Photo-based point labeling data
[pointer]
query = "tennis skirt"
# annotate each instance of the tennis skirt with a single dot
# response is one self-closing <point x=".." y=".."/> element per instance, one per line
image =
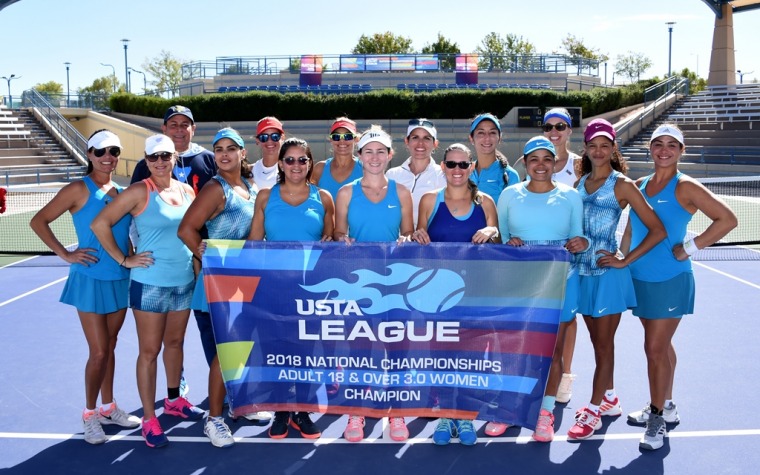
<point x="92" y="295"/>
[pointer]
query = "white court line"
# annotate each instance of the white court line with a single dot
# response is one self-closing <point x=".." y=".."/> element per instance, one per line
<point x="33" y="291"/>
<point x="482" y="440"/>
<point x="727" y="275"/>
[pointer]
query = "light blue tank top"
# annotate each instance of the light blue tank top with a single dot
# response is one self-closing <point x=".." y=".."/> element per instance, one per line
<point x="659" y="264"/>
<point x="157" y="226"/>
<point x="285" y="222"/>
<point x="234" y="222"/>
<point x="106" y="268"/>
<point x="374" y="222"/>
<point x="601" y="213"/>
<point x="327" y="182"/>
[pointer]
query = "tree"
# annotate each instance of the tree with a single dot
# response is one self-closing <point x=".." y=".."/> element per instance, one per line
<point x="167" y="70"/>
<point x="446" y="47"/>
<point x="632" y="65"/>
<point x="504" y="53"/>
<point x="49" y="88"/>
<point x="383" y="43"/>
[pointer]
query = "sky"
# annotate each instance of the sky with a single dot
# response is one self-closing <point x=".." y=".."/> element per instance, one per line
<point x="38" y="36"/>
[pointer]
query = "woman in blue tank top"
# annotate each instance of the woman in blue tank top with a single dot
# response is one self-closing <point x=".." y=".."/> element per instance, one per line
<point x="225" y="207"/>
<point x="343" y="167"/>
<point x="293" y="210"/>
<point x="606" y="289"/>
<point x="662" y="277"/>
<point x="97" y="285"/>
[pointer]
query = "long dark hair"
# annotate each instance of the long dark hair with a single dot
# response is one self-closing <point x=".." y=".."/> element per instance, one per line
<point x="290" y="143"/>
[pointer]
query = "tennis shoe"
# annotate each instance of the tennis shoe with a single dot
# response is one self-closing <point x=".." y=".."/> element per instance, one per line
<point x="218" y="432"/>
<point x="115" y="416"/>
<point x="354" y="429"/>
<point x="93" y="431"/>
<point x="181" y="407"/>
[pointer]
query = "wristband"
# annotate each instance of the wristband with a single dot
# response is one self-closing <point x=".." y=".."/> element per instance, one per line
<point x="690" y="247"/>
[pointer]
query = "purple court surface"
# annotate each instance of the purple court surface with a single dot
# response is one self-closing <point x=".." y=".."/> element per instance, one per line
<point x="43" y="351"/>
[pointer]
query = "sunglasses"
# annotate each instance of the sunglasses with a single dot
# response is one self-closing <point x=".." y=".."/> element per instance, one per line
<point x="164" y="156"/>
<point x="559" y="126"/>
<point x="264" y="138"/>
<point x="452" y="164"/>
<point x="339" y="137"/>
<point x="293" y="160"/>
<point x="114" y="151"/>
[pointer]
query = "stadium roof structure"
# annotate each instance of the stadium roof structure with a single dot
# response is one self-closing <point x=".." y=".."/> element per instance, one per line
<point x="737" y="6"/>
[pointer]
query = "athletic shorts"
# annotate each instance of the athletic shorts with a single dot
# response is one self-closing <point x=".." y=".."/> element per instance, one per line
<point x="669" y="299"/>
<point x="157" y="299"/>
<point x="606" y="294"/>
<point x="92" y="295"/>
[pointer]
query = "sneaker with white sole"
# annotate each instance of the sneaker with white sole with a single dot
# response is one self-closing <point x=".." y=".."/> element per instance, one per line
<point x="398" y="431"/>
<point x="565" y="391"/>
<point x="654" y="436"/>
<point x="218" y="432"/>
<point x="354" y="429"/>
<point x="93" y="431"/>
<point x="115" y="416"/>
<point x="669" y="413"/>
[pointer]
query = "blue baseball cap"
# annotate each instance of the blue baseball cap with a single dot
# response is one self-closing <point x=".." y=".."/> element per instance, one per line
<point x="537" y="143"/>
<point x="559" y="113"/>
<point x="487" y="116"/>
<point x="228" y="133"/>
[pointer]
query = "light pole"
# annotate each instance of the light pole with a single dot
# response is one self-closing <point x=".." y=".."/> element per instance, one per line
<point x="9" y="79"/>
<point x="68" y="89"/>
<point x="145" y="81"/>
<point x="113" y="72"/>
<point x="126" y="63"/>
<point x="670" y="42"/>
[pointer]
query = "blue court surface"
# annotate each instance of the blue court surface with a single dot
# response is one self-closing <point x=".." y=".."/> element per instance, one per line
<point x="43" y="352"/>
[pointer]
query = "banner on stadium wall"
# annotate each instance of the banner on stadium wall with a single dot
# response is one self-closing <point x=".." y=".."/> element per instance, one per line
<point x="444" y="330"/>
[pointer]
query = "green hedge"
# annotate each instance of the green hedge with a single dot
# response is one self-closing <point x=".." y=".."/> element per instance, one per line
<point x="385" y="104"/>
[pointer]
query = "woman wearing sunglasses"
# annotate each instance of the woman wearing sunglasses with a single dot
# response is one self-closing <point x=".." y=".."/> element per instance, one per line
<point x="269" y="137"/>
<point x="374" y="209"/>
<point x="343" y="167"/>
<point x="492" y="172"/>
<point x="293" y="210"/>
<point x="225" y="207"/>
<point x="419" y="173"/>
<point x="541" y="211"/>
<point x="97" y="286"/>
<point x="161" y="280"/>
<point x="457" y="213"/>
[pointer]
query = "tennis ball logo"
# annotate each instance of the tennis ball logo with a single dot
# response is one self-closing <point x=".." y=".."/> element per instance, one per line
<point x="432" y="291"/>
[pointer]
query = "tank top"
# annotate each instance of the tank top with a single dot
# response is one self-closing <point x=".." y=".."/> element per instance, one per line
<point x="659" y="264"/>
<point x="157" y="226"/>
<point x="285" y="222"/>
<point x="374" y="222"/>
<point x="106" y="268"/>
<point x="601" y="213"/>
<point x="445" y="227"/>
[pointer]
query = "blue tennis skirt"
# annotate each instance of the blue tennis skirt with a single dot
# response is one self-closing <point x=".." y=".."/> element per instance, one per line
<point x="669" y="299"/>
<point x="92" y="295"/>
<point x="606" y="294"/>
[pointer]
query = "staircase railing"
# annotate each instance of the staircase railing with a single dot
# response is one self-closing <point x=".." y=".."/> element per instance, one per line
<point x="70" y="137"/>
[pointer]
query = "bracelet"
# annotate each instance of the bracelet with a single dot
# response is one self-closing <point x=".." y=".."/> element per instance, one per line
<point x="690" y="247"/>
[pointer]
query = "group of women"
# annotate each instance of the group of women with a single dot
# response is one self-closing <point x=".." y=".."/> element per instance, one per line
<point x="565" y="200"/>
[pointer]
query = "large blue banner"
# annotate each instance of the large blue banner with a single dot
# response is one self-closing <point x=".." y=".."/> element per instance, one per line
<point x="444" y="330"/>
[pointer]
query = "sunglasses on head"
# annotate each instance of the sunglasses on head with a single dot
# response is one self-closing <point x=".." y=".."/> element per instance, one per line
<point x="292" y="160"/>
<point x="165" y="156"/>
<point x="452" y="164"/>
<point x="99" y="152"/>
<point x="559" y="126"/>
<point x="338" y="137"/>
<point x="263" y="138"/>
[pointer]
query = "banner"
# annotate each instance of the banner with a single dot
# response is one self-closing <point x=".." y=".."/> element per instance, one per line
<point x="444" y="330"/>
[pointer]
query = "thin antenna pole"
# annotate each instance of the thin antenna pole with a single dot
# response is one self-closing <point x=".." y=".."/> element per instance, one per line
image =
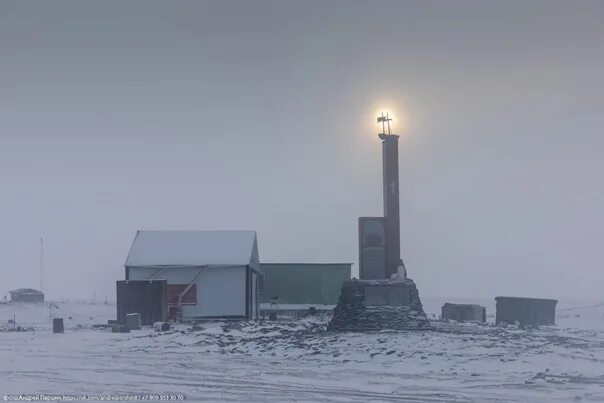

### Requirement
Copy the records above exactly. The pictures are not part of the copy.

### Correct response
[pointer]
query = "tennis skirt"
# annotate each instance of the tennis skirt with a single dot
# response is one self-closing <point x=".." y=".."/> element per instance, one per line
image =
<point x="92" y="295"/>
[pointer]
query = "white court line"
# annotate each instance of the white court line with a single dot
# response is one self-closing <point x=".." y=".."/> element per instance, one per line
<point x="33" y="291"/>
<point x="482" y="440"/>
<point x="727" y="275"/>
[pointer]
query = "light blue tank top"
# annotate each instance of the light blue tank top with a single dot
# response is one self-closing <point x=".." y=".."/> element per instance, one per line
<point x="659" y="264"/>
<point x="157" y="226"/>
<point x="285" y="222"/>
<point x="234" y="222"/>
<point x="106" y="268"/>
<point x="374" y="222"/>
<point x="601" y="213"/>
<point x="327" y="182"/>
[pointer]
query = "tree"
# annotate each instance of the tree with a single dot
# response is one self-closing <point x=".." y=".."/> element per instance, one per line
<point x="167" y="70"/>
<point x="446" y="47"/>
<point x="632" y="65"/>
<point x="504" y="53"/>
<point x="49" y="88"/>
<point x="383" y="43"/>
[pointer]
query = "sky"
# annotate each instance of the sky with a single dot
# response is one self-closing <point x=".." y=".."/> element per instance, one per line
<point x="38" y="36"/>
[pointer]
query = "woman in blue tank top"
# annotate each instance of the woman in blue tank top with a single dot
# response is one self-closing <point x=".." y=".."/> element per instance, one per line
<point x="225" y="207"/>
<point x="343" y="167"/>
<point x="293" y="210"/>
<point x="606" y="289"/>
<point x="662" y="277"/>
<point x="97" y="285"/>
[pointer]
query = "long dark hair"
# annotate each instance of the long dark hair with a single dot
# response is one self-closing <point x=".." y=".."/> element per instance, one per line
<point x="290" y="143"/>
[pointer]
query = "tennis shoe"
# annotate each instance of the tennis shoe with a single dot
# response is one self-closing <point x=".." y=".."/> element per instance, one per line
<point x="218" y="432"/>
<point x="115" y="416"/>
<point x="354" y="429"/>
<point x="93" y="431"/>
<point x="181" y="407"/>
[pointer]
query = "wristband"
# annotate each instance of the wristband with a single dot
# response is one self-closing <point x=".." y=".."/> element per instance, one per line
<point x="690" y="247"/>
[pointer]
query = "purple court surface"
# annotate each instance of the purple court surface with a single dot
# response is one self-closing <point x=".." y=".."/> element per instance, one per line
<point x="43" y="351"/>
[pointer]
query = "sunglasses"
# annotate each instance of the sunglasses with a single dot
# response is one self-closing <point x=".." y=".."/> element per instance, one per line
<point x="164" y="156"/>
<point x="559" y="126"/>
<point x="264" y="138"/>
<point x="452" y="164"/>
<point x="339" y="137"/>
<point x="293" y="160"/>
<point x="114" y="151"/>
[pointer]
query = "stadium roof structure"
# annotate each instance of the stadium roof structure with a single dot
# response is one self-closing <point x=".." y=".."/> element per instance, one per line
<point x="737" y="6"/>
[pointer]
query = "athletic shorts"
# annotate each instance of the athletic shorts with a single dot
# response is one self-closing <point x=".." y=".."/> element per instance, one per line
<point x="669" y="299"/>
<point x="157" y="299"/>
<point x="606" y="294"/>
<point x="92" y="295"/>
[pointer]
query = "sneaker with white sole"
# annotate each instance of the sneaker with white sole with a single dot
# response is one self-closing <point x=".." y=".."/> element per instance, one per line
<point x="398" y="431"/>
<point x="565" y="391"/>
<point x="654" y="436"/>
<point x="218" y="432"/>
<point x="354" y="429"/>
<point x="93" y="431"/>
<point x="115" y="416"/>
<point x="669" y="413"/>
[pointer]
query = "blue baseball cap"
# annotate each instance of the blue baseball cap with a single dot
# response is one self-closing <point x=".." y=".."/> element per instance, one per line
<point x="537" y="143"/>
<point x="559" y="113"/>
<point x="487" y="116"/>
<point x="228" y="133"/>
[pointer]
query = "light pole"
# annotate each instance of the light pole with a single dot
# response is one self-closing <point x=".." y=".."/> element per instance, one per line
<point x="9" y="79"/>
<point x="68" y="89"/>
<point x="145" y="81"/>
<point x="113" y="72"/>
<point x="126" y="63"/>
<point x="670" y="42"/>
[pointer]
query = "blue court surface"
# annotate each instance of the blue court surface with a single dot
# response is one self-closing <point x=".." y=".."/> element per instance, one per line
<point x="43" y="352"/>
[pointer]
query = "banner on stadium wall"
# annotate each instance of the banner on stadium wall with a single dot
# response is one self-closing <point x=".." y=".."/> element per instance, one per line
<point x="444" y="330"/>
[pointer]
query = "green hedge"
# annotate each instance of the green hedge with a single dot
# response is one self-closing <point x=".." y=".."/> element per instance, one per line
<point x="385" y="104"/>
[pointer]
query = "woman wearing sunglasses"
# annotate each instance of the woman wearing sunglasses with a single dot
# response is one self-closing <point x=".." y=".."/> element per instance, one per line
<point x="269" y="137"/>
<point x="374" y="209"/>
<point x="343" y="167"/>
<point x="492" y="172"/>
<point x="293" y="210"/>
<point x="225" y="207"/>
<point x="419" y="173"/>
<point x="541" y="211"/>
<point x="97" y="286"/>
<point x="161" y="280"/>
<point x="457" y="213"/>
[pointer]
query = "tennis ball logo"
# annotate each instance of the tennis ball logo with a single dot
# response is one self-closing <point x=".." y=".."/> element per instance, one per line
<point x="432" y="291"/>
[pointer]
query = "tank top"
# annotate each instance of the tank top with a single dot
# response is one self-closing <point x=".." y=".."/> element per instance, one per line
<point x="659" y="264"/>
<point x="157" y="226"/>
<point x="285" y="222"/>
<point x="374" y="222"/>
<point x="106" y="268"/>
<point x="601" y="213"/>
<point x="445" y="227"/>
[pointer]
query = "blue tennis skirt"
# annotate each instance of the blue tennis skirt with a single dot
# response is one self-closing <point x=".." y=".."/> element per instance, one per line
<point x="669" y="299"/>
<point x="92" y="295"/>
<point x="606" y="294"/>
[pointer]
query = "staircase railing"
# annotate each instance of the staircase railing with a single dot
# response is one self-closing <point x=".." y=".."/> element per instance, one per line
<point x="70" y="137"/>
[pointer]
query = "bracelet"
# annotate each instance of the bracelet with a single dot
# response is one self-closing <point x=".." y=".."/> element per instance, one per line
<point x="690" y="247"/>
[pointer]
query = "group of women"
# annotate each instance of the group of women with a single dot
# response is one self-closing <point x=".." y=".."/> element per instance, one per line
<point x="565" y="200"/>
[pointer]
query = "large blue banner"
# annotate each instance of the large blue banner with a single dot
# response is one self-closing <point x=".." y=".."/> element per instance, one per line
<point x="444" y="330"/>
[pointer]
query = "sunglasses on head"
# annotate each instance of the sunglasses on head with a single dot
# response is one self-closing <point x=".." y=".."/> element per instance, one per line
<point x="292" y="160"/>
<point x="165" y="156"/>
<point x="452" y="164"/>
<point x="99" y="152"/>
<point x="559" y="126"/>
<point x="338" y="137"/>
<point x="263" y="138"/>
[pointer]
query = "banner"
# annotate each instance of the banner with a single dot
# response is one self-closing <point x=".." y=".."/> element per instance, one per line
<point x="444" y="330"/>
[pointer]
query = "thin antenna pole"
# annotate each instance of the thin antenna pole with a single dot
# response is one self-closing <point x=".." y=".."/> element per instance, one per line
image =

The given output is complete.